# Suisin IH Gyuto



## Rjgogue (Aug 4, 2013)

Hey Jon,

So I finally received my Suisin IH Gyuto (from our restaurant group order from Korin) and had some sharpening questions for you if you don't mind. I've seen quite a few of your youtube videos on sharpening japanese knives and have been working on improving my sharpening skills even more so then from what I picked up at Uchi Austin. I've read and seen your vidoes on micro bevels and I'm curious should I be doing that to this particular knife. For the most part I sharpen my knives (Shun, Nenox, and Masamoto) with an 80/20 edge and I'm right handed. I'm nervous because I haven't formed an edge on this knife yet as it's brand new out of the box and would really appreciate your input on what the best edge would be for this type of knife and steel. I work in a professional kitchen doing primarily prep using what I believe are chopped up Asahi Rubber Cutting boards. And I own a Norton 220/1000, a King 1000/6000, and a brand new Kitayama 8000 grit stone.

# # # # #

→ **PROBLEM DETAILS**: Please continue the knife-sharpening forum post from where it stops, picking up right after its last sentence.

→ **DATA**:
# # # # #

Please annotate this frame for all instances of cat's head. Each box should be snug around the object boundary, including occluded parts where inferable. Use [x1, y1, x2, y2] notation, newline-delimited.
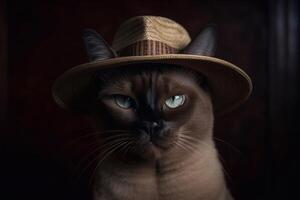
[82, 63, 213, 160]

# # # # #

→ **RESPONSE BELOW**:
Also...as stated above I sharpen my Nenox at 80/20 and finish on my king 1000/6000 but notice that after 7-10 bunches of Negi, I can literally feel the knife getting duller and can see it in the way it 'tears' the negi instead of giving me clean cuts.... Would a microbevel help me with retaining an edge longer??? Thanks in advance for the help.

-Ray


----------



## JBroida (Aug 5, 2013)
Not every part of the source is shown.